--- start STORED RECORDS ---

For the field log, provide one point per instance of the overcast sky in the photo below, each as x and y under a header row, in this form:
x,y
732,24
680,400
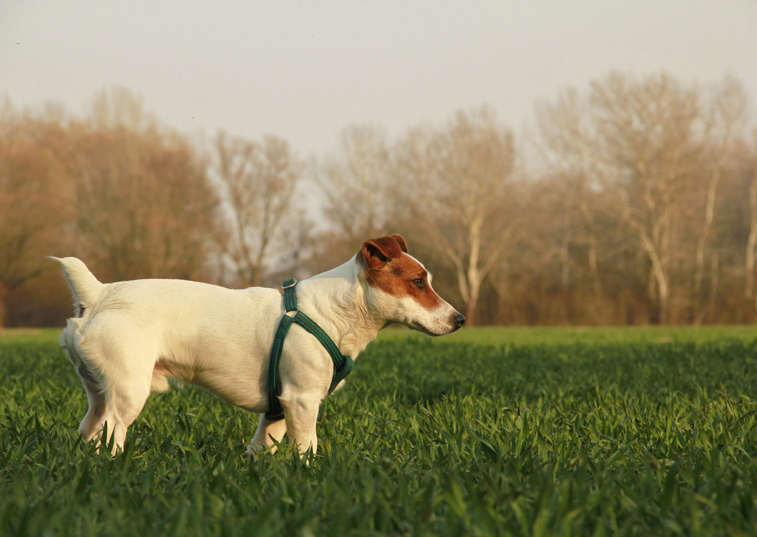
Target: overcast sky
x,y
305,70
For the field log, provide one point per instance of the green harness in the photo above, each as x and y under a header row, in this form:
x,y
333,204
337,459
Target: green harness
x,y
342,364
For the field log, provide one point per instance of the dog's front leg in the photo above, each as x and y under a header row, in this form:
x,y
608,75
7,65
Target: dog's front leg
x,y
301,417
265,434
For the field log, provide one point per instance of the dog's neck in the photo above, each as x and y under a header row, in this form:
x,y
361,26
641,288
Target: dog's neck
x,y
336,301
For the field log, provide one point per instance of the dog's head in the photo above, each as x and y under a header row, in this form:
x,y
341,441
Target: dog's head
x,y
398,288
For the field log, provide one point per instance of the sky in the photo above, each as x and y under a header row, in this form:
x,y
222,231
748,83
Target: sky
x,y
306,70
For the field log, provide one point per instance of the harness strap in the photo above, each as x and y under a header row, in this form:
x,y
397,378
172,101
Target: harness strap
x,y
342,364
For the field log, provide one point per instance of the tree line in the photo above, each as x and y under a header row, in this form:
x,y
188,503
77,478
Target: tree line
x,y
630,201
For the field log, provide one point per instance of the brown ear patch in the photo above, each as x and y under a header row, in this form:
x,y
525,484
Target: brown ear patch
x,y
400,241
377,252
398,277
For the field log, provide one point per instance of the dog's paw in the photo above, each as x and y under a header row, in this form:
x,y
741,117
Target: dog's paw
x,y
253,450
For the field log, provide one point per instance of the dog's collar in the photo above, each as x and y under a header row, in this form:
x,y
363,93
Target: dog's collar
x,y
342,364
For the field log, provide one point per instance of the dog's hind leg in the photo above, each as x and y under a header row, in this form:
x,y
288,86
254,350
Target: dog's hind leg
x,y
302,415
91,425
265,434
125,402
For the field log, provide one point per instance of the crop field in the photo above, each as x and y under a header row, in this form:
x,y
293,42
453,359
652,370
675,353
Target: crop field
x,y
487,432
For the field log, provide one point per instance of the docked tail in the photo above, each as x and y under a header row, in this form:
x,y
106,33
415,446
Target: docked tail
x,y
84,286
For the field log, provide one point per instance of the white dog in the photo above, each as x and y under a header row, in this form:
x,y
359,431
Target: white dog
x,y
127,338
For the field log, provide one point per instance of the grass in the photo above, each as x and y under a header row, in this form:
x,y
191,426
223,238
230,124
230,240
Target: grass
x,y
492,432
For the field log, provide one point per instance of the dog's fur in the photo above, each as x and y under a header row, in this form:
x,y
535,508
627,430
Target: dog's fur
x,y
128,338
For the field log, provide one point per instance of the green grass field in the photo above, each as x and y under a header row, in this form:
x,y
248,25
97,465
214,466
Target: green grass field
x,y
487,432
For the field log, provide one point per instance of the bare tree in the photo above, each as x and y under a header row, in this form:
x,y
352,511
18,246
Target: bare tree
x,y
568,145
32,197
647,133
144,204
463,201
724,122
257,184
356,184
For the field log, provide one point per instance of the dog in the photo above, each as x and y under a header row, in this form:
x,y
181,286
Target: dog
x,y
128,338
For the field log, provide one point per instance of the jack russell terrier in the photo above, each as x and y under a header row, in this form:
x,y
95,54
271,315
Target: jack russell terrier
x,y
128,338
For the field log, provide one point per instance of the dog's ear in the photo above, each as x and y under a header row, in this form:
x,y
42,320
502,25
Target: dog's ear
x,y
378,252
400,241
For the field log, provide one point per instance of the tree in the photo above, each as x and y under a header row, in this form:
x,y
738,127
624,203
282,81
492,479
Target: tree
x,y
144,204
33,197
257,182
462,200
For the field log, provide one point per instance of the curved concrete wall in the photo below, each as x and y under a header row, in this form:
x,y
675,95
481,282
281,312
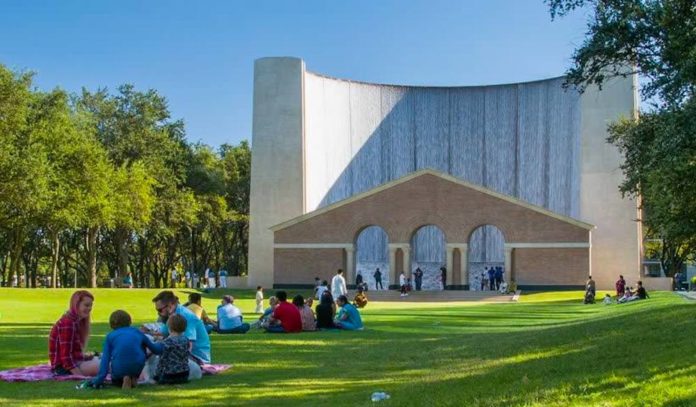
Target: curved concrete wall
x,y
317,140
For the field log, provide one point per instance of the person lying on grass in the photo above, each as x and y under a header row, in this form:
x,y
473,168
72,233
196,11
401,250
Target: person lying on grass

--- end STORED RECORDS ---

* [THE TASK] Please copy out, unchanged, the lines from the one containing "of the person" through the last line.

* [SOLUTION TO THE PROBLEM]
For the field log, provide one point per instance of the person lying on grass in the photo above, each as x and y under a header row, in this form:
x,y
473,168
72,233
196,11
401,250
Target: person lying on grass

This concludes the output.